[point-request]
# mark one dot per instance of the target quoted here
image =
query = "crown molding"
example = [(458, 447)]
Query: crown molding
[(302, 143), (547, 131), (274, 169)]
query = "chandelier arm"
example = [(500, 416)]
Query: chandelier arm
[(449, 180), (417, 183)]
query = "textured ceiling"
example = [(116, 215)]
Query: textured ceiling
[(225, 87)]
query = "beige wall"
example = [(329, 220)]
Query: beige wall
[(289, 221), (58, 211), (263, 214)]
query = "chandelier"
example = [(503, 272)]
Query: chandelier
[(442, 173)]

---

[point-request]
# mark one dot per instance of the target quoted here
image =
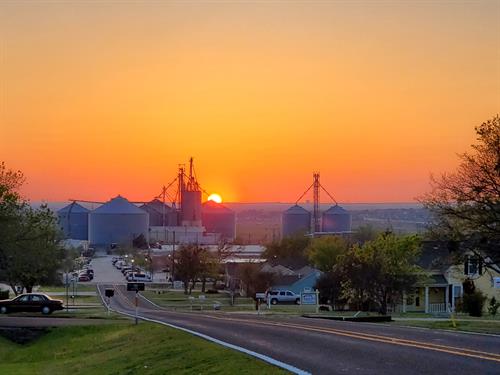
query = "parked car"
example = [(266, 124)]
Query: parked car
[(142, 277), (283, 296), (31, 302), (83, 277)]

---

> _WORK INSTRUCTION_
In the entries, find every line holding "example" and copy it.

> _RESPONSE BOX_
example = [(458, 447)]
example = [(500, 416)]
example = [(116, 215)]
example = [(329, 220)]
example = [(503, 272)]
example = [(266, 124)]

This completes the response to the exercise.